Il y a cent cinquante ans, des exégètes autrichiens, voisins de l’empire ottoman, qui connaissaient les travaux et les méthodes appliquées à la Bible et aux Evangiles par leurs confrères allemands, s’intéressèrent au Coran. A leur suite, des chercheurs de plus en plus nombreux ont continué et prolongé ces travaux, en France, en Angleterre, puis aux Etats unis. Cette approche scientifique - une lecture critique des textes - a été appliquée à des éléments de l’histoire islamique de plus en plus nombreux, au Coran, à la vie de Mahomet et aux autres écrits de l’islam.

 

Des sources nouvelles

 

Des historiens explorent depuis le dernier quart du 20ième siècle, dans un contexte d’expansion des connaissances, des sources contemporaines de Mahomet, ou légèrement postérieures, qui n’avaient jamais été exploitées. Ces documents grecs, latins, hébreux, arméniens, géorgiens, syriaques ou persans, sont l’œuvre de chroniqueurs, de moines ou parfois d’évêques. Dans la plupart des cas ces auteurs rendent compte des événements qui se déroulaient dans leur région. Ils y mentionnaient souvent les activités de sectes diverses qui pullulaient alors au Proche Orient et, parmi celles-ci, le mouvement qui allait donner naissance à l’islam. Ces textes comportent des allusions, des éléments descriptifs ou des anecdotes concernant les croyances, les pratiques, les actes et les guerres des adeptes de Mahomet. Les éléments d’information qu’ils contiennent sont d’autant plus crédibles qu’ils datent des débuts de l’islam ou d’immédiatement après, et non deux siècles plus tard. Ces informations sont généralement des remarques incidentes noyées dans une prose foisonnante. Elles sont le plus souvent exposées sans volonté polémique et ne concernent l’histoire de l’islam que de manière très secondaire.

Trouver ces informations suppose un travail de lecture et de traduction considérable. Il faut pour cela lire des centaines ou des milliers de pages sans être assuré de trouver quoi que ce soit d’utile. La récolte se limite à des paragraphes de quelques lignes perdus dans d’énormes volumes en syriaque, géorgien, grec ou latin ! Mais ces bribes d’information non intentionnelles sont extrêmement précieuses.­­ Par exemple, trouver dans quatre textes totalement différents, dont trois ont été écrits moins de dix ans après les faits, des phrases mentionnant que Mahomet commandait l’armée musulmane à la bataille de Gaza en 634 permet de se poser des questions sur les raisons qui ont conduit les historiens califaux, deux cents ans plus tard, à affirmer que Mahomet est mort en 632.

◆ **Extrait des données**
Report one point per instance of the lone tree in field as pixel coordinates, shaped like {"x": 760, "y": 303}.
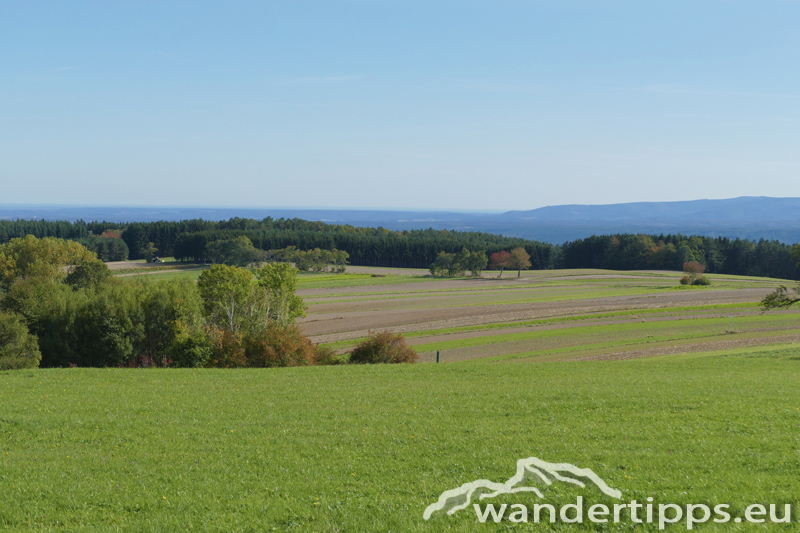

◆ **Objectif 1**
Répondez aux questions suivantes d'après l'extrait du document.
(a) De quel pays venaient les exégètes qui s'intéressèrent au Coran il y a cent cinquante ans ?
(b) Depuis quand des historiens explorent-ils des sources contemporaines de Mahomet ?
(c) En quelle année eut lieu la bataille de Gaza où Mahomet commandait l'armée musulmane ?
◆ **Objectif 2**
Modifiez le passage de l'extrait du document compris entre « Trouver ces informations » et « mort en 632. », inclus, en remplaçant « considérable » par « immense ».
◆ **Objectif 3**
Les affirmations suivantes concordent-elles avec l'extrait du document ? Pour chacune, répondez par oui ou par non et citez les mots du texte qui tranchent.
(a) Les documents étudiés sont l'œuvre de chroniqueurs, de moines ou parfois d'évêques.
(b) Les informations recueillies sont le plus souvent exposées avec une volonté polémique.
(c) Les historiens califaux ont affirmé que Mahomet est mort en 634.

◆ **Réponse 1**
(a) D'Autriche (des exégètes autrichiens).
(b) Depuis le dernier quart du 20ième siècle.
(c) En 634.

◆ **Réponse 2**
Trouver ces informations suppose un travail de lecture et de traduction immense. Il faut pour cela lire des centaines ou des milliers de pages sans être assuré de trouver quoi que ce soit d’utile. La récolte se limite à des paragraphes de quelques lignes perdus dans d’énormes volumes en syriaque, géorgien, grec ou latin ! Mais ces bribes d’information non intentionnelles sont extrêmement précieuses.­­ Par exemple, trouver dans quatre textes totalement différents, dont trois ont été écrits moins de dix ans après les faits, des phrases mentionnant que Mahomet commandait l’armée musulmane à la bataille de Gaza en 634 permet de se poser des questions sur les raisons qui ont conduit les historiens califaux, deux cents ans plus tard, à affirmer que Mahomet est mort en 632.

◆ **Réponse 3**
(a) Oui : « sont l’œuvre de chroniqueurs, de moines ou parfois d’évêques ».
(b) Non : « Elles sont le plus souvent exposées sans volonté polémique ».
(c) Non : « à affirmer que Mahomet est mort en 632 ».